- **Task brief**:
Repeat the whole listing below exactly as it reads.

- **Records for the task**:
★ ★ ★ ★ ★
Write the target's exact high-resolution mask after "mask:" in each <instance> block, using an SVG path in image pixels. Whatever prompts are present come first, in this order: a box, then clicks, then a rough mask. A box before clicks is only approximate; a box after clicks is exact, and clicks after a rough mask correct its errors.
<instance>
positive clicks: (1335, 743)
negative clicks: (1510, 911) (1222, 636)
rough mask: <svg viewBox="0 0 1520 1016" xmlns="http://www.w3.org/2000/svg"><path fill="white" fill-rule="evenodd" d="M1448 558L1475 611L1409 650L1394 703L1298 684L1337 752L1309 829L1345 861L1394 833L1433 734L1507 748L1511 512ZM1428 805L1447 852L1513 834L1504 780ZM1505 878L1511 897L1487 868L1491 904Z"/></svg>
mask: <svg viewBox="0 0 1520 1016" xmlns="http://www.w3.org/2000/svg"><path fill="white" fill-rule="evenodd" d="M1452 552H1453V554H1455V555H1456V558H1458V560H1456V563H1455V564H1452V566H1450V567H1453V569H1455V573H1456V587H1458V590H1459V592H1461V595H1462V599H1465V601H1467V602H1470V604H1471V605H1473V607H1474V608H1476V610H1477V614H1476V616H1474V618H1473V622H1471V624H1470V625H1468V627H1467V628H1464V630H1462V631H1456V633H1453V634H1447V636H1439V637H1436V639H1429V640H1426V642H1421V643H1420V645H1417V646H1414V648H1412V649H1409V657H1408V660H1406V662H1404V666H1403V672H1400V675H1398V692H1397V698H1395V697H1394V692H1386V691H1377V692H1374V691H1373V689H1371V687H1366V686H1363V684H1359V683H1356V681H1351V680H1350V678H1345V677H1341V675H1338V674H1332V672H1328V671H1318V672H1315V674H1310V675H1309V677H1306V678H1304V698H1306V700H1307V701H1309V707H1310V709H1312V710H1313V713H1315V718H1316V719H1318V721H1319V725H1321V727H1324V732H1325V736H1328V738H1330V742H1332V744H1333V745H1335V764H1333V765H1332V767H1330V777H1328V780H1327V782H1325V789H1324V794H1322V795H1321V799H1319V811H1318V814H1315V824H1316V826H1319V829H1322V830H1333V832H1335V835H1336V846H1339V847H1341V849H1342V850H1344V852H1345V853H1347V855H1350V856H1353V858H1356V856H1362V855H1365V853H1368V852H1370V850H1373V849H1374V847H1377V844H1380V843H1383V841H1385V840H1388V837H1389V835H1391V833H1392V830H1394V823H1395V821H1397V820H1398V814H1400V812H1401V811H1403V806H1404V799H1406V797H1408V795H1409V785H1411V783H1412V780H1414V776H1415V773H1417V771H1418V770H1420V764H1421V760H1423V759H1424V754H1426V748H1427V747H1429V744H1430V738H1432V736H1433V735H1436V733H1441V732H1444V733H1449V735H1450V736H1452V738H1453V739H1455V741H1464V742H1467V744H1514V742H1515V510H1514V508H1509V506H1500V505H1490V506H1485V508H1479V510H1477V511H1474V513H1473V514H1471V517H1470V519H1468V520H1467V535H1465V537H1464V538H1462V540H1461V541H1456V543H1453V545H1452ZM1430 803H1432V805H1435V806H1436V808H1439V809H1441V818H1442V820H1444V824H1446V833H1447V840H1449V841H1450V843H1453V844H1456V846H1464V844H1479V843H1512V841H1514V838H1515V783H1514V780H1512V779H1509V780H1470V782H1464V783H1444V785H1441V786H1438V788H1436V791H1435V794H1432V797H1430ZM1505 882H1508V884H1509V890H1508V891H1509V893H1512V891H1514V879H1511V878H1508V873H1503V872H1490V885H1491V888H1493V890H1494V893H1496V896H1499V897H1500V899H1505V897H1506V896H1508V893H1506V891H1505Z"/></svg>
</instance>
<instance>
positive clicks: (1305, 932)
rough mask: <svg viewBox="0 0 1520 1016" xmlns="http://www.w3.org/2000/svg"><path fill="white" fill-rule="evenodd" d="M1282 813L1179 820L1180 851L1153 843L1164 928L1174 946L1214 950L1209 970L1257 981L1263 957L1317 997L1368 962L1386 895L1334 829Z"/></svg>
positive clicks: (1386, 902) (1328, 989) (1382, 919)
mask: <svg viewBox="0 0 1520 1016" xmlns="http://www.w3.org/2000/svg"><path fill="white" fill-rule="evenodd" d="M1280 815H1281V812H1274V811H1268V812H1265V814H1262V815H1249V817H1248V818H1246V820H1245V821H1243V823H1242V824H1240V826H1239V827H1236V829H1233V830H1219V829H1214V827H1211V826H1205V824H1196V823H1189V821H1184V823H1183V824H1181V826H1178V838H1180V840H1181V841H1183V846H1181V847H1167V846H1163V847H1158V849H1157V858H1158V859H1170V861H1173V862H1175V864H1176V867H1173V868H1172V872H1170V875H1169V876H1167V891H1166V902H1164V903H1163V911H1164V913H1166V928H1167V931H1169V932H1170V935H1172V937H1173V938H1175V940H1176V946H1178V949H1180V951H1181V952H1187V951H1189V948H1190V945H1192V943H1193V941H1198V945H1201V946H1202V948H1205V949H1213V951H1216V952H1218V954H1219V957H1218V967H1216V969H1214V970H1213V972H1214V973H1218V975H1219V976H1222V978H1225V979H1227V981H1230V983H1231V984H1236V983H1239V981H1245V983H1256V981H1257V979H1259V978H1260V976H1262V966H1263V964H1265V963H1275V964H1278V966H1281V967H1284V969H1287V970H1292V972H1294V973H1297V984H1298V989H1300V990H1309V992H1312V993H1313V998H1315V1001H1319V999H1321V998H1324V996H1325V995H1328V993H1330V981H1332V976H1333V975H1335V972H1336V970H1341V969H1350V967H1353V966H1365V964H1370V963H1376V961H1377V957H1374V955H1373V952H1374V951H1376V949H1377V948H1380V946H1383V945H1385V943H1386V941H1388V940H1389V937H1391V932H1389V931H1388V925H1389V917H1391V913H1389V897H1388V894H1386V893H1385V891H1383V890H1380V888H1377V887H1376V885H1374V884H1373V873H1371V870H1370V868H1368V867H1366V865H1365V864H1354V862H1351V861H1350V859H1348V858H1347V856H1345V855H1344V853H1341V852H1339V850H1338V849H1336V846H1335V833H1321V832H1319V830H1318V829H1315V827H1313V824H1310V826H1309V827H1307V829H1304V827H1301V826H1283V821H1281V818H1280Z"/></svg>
★ ★ ★ ★ ★
- **Answer section**:
Write the target's exact high-resolution mask after "mask:" in each <instance> block, using an SVG path in image pixels. Whatever prompts are present come first, in this order: a box, then clicks, then a rough mask. A box before clicks is only approximate; a box after clicks is exact, and clicks after a rough mask correct its errors.
<instance>
positive clicks: (1335, 743)
negative clicks: (1510, 911) (1222, 636)
rough mask: <svg viewBox="0 0 1520 1016" xmlns="http://www.w3.org/2000/svg"><path fill="white" fill-rule="evenodd" d="M1448 558L1475 611L1409 650L1394 703L1298 684L1337 752L1309 829L1345 861L1394 833L1433 734L1507 748L1511 512ZM1428 805L1447 852L1513 834L1504 780ZM1505 878L1511 897L1487 868L1491 904Z"/></svg>
mask: <svg viewBox="0 0 1520 1016" xmlns="http://www.w3.org/2000/svg"><path fill="white" fill-rule="evenodd" d="M1452 552H1453V554H1455V555H1456V558H1458V560H1456V563H1455V564H1452V566H1450V567H1453V569H1455V573H1456V587H1458V590H1459V592H1461V595H1462V599H1465V601H1467V602H1470V604H1471V605H1473V607H1474V608H1476V610H1477V614H1476V616H1474V618H1473V622H1471V624H1470V625H1468V627H1467V628H1464V630H1462V631H1456V633H1453V634H1447V636H1439V637H1436V639H1429V640H1426V642H1421V643H1420V645H1417V646H1414V648H1412V649H1409V657H1408V660H1406V662H1404V666H1403V672H1400V675H1398V692H1397V698H1395V697H1394V692H1386V691H1377V692H1374V691H1373V689H1371V687H1366V686H1363V684H1359V683H1356V681H1351V680H1350V678H1345V677H1341V675H1338V674H1332V672H1328V671H1318V672H1315V674H1310V675H1309V677H1306V678H1304V698H1306V700H1307V701H1309V707H1310V709H1312V710H1313V713H1315V718H1316V719H1318V721H1319V725H1321V727H1324V732H1325V736H1328V738H1330V742H1332V744H1333V745H1335V764H1333V765H1332V767H1330V777H1328V780H1327V782H1325V789H1324V794H1322V795H1321V799H1319V811H1318V814H1315V824H1316V826H1319V829H1322V830H1333V832H1335V835H1336V846H1339V847H1341V849H1342V850H1344V852H1345V853H1347V855H1350V856H1353V858H1356V856H1362V855H1365V853H1368V852H1370V850H1373V849H1374V847H1377V844H1380V843H1383V841H1385V840H1388V837H1389V835H1391V833H1392V830H1394V823H1395V821H1397V820H1398V814H1400V812H1401V811H1403V806H1404V799H1406V797H1408V795H1409V785H1411V783H1412V780H1414V776H1415V773H1417V771H1418V770H1420V764H1421V760H1423V759H1424V754H1426V748H1427V747H1429V744H1430V738H1432V736H1433V735H1436V733H1441V732H1444V733H1449V735H1450V736H1452V738H1453V739H1455V741H1464V742H1467V744H1514V742H1515V510H1514V508H1509V506H1500V505H1490V506H1485V508H1479V510H1477V511H1474V513H1473V514H1471V517H1470V519H1468V520H1467V535H1465V537H1464V538H1462V540H1461V541H1456V543H1453V545H1452ZM1430 803H1432V805H1435V806H1436V808H1439V809H1441V818H1442V820H1444V824H1446V833H1447V840H1449V841H1450V843H1453V844H1456V846H1464V844H1479V843H1512V841H1514V838H1515V783H1514V780H1512V779H1509V780H1470V782H1464V783H1444V785H1441V786H1438V788H1436V791H1435V794H1432V797H1430ZM1505 882H1508V884H1509V890H1508V891H1509V893H1512V891H1514V879H1511V878H1508V873H1503V872H1490V885H1491V888H1493V890H1494V893H1496V896H1499V897H1500V899H1505V897H1506V896H1508V893H1506V891H1505Z"/></svg>
</instance>
<instance>
positive clicks: (1305, 932)
rough mask: <svg viewBox="0 0 1520 1016" xmlns="http://www.w3.org/2000/svg"><path fill="white" fill-rule="evenodd" d="M1282 813L1179 820L1180 851L1153 843L1164 928L1174 946L1214 950L1209 970L1257 981L1263 957L1317 997L1368 962L1386 895L1334 829Z"/></svg>
positive clicks: (1386, 902) (1328, 989) (1382, 919)
mask: <svg viewBox="0 0 1520 1016" xmlns="http://www.w3.org/2000/svg"><path fill="white" fill-rule="evenodd" d="M1280 815H1281V812H1274V811H1268V812H1265V814H1262V815H1249V817H1248V818H1246V820H1245V821H1243V823H1242V824H1240V826H1239V827H1236V829H1233V830H1219V829H1214V827H1211V826H1205V824H1196V823H1189V821H1184V823H1183V824H1181V826H1178V838H1180V840H1181V841H1183V846H1181V847H1167V846H1163V847H1158V849H1157V858H1158V859H1170V861H1173V862H1175V864H1176V867H1173V868H1172V872H1170V875H1169V876H1167V891H1166V902H1164V903H1163V911H1164V913H1166V928H1167V931H1169V932H1170V935H1172V937H1173V938H1175V940H1176V946H1178V949H1180V951H1181V952H1187V951H1189V948H1190V945H1192V943H1193V941H1198V945H1201V946H1202V948H1205V949H1213V951H1216V952H1218V954H1219V957H1218V967H1216V969H1214V970H1213V972H1214V973H1218V975H1219V976H1222V978H1225V979H1227V981H1230V983H1231V984H1236V983H1239V981H1245V983H1256V981H1257V979H1259V978H1260V976H1262V966H1263V964H1265V963H1275V964H1278V966H1281V967H1284V969H1287V970H1292V972H1294V973H1297V984H1298V989H1300V990H1309V992H1312V993H1313V998H1315V1001H1319V999H1321V998H1324V996H1325V995H1328V993H1330V981H1332V976H1333V975H1335V972H1336V970H1341V969H1350V967H1353V966H1365V964H1370V963H1376V961H1377V957H1374V955H1373V952H1374V951H1376V949H1377V948H1380V946H1383V945H1385V943H1386V941H1388V940H1389V937H1391V932H1389V931H1388V925H1389V917H1391V913H1389V897H1388V894H1386V893H1385V891H1383V890H1380V888H1377V887H1376V885H1374V884H1373V873H1371V870H1370V868H1368V867H1366V865H1365V864H1354V862H1351V861H1350V859H1348V858H1347V856H1345V855H1344V853H1341V852H1339V850H1338V849H1336V846H1335V833H1321V832H1319V830H1318V829H1315V827H1313V824H1310V826H1309V827H1307V829H1304V827H1301V826H1283V821H1281V818H1280Z"/></svg>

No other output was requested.